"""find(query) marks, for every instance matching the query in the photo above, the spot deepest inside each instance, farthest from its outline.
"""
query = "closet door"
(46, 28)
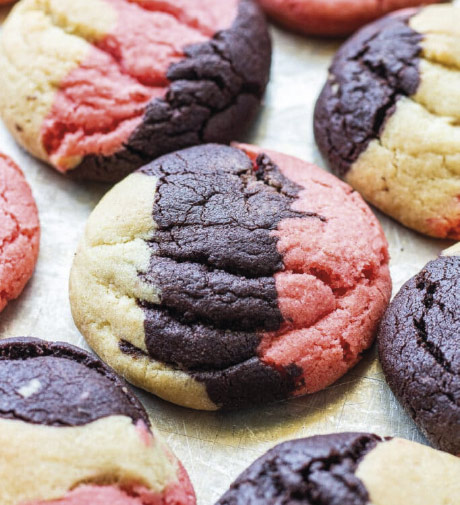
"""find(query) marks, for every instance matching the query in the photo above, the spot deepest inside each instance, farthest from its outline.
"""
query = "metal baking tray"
(216, 447)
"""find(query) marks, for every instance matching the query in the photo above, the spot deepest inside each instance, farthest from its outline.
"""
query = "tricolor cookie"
(19, 231)
(388, 118)
(220, 277)
(348, 469)
(97, 88)
(71, 433)
(333, 17)
(419, 345)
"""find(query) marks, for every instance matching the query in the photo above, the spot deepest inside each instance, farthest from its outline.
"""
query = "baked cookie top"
(224, 277)
(419, 345)
(348, 469)
(97, 88)
(334, 18)
(19, 231)
(72, 432)
(387, 118)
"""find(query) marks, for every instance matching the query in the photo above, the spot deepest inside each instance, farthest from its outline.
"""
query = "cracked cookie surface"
(387, 120)
(219, 277)
(333, 17)
(97, 88)
(72, 433)
(419, 344)
(348, 469)
(19, 231)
□ □ □ □
◆ Task description ◆
Lay out every line of the material above as a Markdown table with the columns Row and Line, numbering rows in order and skipping blank lines. Leave the pictures out of the answer.

◆ Correct response ◆
| Row | Line |
|---|---|
| 1 | """find(query) marks, for every instance matching the query in the photo above, the spot deepest inside each instance, farthest from its outline. |
| 2 | """ |
| 3 | query = "closet door" |
| 4 | (46, 28) |
| 5 | """find(query) marks, for every instance matching the query in the photo above, the spot deepest inside each instance, farthest from its outline. |
| 6 | """ |
| 7 | query = "metal baking tray" |
| 8 | (216, 447) |
| 9 | """find(query) marks, for every instance matching the query in the photo above, the spot deepest inside each instance, farthest from its outline. |
| 10 | """ |
| 11 | query = "tricolor cookie" |
| 12 | (19, 231) |
| 13 | (388, 118) |
| 14 | (220, 277) |
| 15 | (348, 469) |
| 16 | (97, 88) |
| 17 | (71, 433) |
| 18 | (333, 17) |
| 19 | (419, 345) |
| 20 | """find(query) marks, for every instance matching the query in the photo above, the spot deepest inside each instance, farthest from its outline. |
| 21 | """ |
| 22 | query = "baked cookie top" |
| 23 | (224, 277) |
| 24 | (419, 345) |
| 25 | (348, 469) |
| 26 | (97, 88) |
| 27 | (334, 18) |
| 28 | (19, 231) |
| 29 | (72, 432) |
| 30 | (387, 118) |
| 31 | """find(query) marks, for every instance matching the query in the photo above, the spot deepest inside each instance, farthest from its outline. |
| 32 | """ |
| 33 | query = "cracked cookie surface" |
| 34 | (387, 120) |
| 35 | (219, 277) |
| 36 | (333, 17) |
| 37 | (97, 88) |
| 38 | (72, 433) |
| 39 | (419, 344) |
| 40 | (348, 469) |
| 41 | (19, 231) |